Powtarza się to samo co nastąpiło po wynalezieniu druku i reformacji 500 lat temu.
Protestanci mówili ze każdy może czytać biblie i po swojemu interpretować.
To wydawano książki i wszelkiego rodzaju bzdury się roznosiły na niespotykana skale.

Teraz z jednej strony każdy może czytać i pisać bzdury w internecie
A z drugiej nie robi tego na własnym hostingu tylko na jakimś FB, Twitterze, Youtube.
Z jednej strony masz rację, ale nie do końca się zgadzam z tą alegorią. Taki internet, w którym każdy mógł pisać co chciał i znalazł swoją niszę, w której ludzie to czytali ... on był kiedyś. Kiedyś internet był mozaiką blogów, forów, portali, stron informacyjnych - tworzonych przez zwykłych ludzi. Teraz wszystko się centralizuje. W epoce informacji drukowanej nawet kilka wieków po wynalazku Gutenberga nie doszło nigdy do takiej centralizacji obiegu informacji jaka jest teraz. Być może "centralizacja" nie jest najlepszym słowem ,ale zjawisko wymyka się moim zdolnościom do definiowania. Myślę, że:
1. Internet był kiedyś dodatkiem do rzeczywistości, teraz jest jedną z domen rzeczywistości. Coraz bardziej wkracza i zastępuje rzeczywistość w coraz bardziej osobistych sferach. Życie się wirtualizuje i będzie jeszcze bardziej po wprowadzeniu 5G i "internetu rzeczy".
2. Zanikają struktury poziome w społeczeństwie, ludzie stają się wolnymi atomami podłączonymi do hubów internetowych. A te huby są scentralizowane i kontrolowane przez wielkie korporacje.

WYMAGANIA ZADAŃ:
1: Przetłumacz na język angielski to zdanie z tekstu o centralizacji internetu: „Kiedyś internet był mozaiką blogów, forów, portali, stron informacyjnych - tworzonych przez zwykłych ludzi.”
2: Określ, czy poniższe stwierdzenia są zgodne z tekstem o centralizacji internetu. Przy każdym odpowiedz „tak” lub „nie” i przytocz dosłownie rozstrzygający fragment tekstu.
(a) Huby internetowe są kontrolowane przez wielkie korporacje.
(b) Reformacja nastąpiła 200 lat temu.
(c) Struktury poziome w społeczeństwie się wzmacniają.
Wykaz nie jest potrzebny do wykonania zadań.

Zapisane pozycje
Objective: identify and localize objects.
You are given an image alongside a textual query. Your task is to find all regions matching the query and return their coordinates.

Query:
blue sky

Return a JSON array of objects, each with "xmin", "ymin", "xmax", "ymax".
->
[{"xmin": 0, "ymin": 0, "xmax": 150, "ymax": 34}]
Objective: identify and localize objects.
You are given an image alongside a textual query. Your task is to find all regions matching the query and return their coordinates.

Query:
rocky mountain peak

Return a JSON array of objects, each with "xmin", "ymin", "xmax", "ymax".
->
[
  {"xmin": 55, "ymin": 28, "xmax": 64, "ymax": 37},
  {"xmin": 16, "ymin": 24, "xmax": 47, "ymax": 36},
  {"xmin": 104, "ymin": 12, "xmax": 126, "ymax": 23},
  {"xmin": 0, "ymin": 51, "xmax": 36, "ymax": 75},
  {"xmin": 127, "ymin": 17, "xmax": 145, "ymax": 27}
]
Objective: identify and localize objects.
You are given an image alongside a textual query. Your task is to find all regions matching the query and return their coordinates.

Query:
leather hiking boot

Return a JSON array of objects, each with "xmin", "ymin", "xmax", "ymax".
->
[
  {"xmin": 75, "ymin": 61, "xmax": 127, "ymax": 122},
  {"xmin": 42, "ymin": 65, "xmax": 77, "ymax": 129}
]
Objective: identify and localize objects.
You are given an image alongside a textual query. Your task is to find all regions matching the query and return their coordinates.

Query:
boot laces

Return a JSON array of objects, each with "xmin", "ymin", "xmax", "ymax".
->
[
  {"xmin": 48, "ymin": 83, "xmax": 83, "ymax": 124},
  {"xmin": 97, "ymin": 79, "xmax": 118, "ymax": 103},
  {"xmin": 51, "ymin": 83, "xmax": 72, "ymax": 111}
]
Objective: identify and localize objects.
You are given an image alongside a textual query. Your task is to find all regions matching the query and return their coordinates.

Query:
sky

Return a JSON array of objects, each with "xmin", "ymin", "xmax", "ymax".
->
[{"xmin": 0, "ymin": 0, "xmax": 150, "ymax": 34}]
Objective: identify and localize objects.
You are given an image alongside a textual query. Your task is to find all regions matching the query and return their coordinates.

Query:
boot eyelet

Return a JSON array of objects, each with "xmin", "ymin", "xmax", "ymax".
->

WYNIKI ĆWICZENIA:
1: The internet used to be a mosaic of blogs, forums, portals and news sites, created by ordinary people.

2:
(a) Tak: „A te huby są scentralizowane i kontrolowane przez wielkie korporacje.”
(b) Nie: „Powtarza się to samo co nastąpiło po wynalezieniu druku i reformacji 500 lat temu.”
(c) Nie: „Zanikają struktury poziome w społeczeństwie”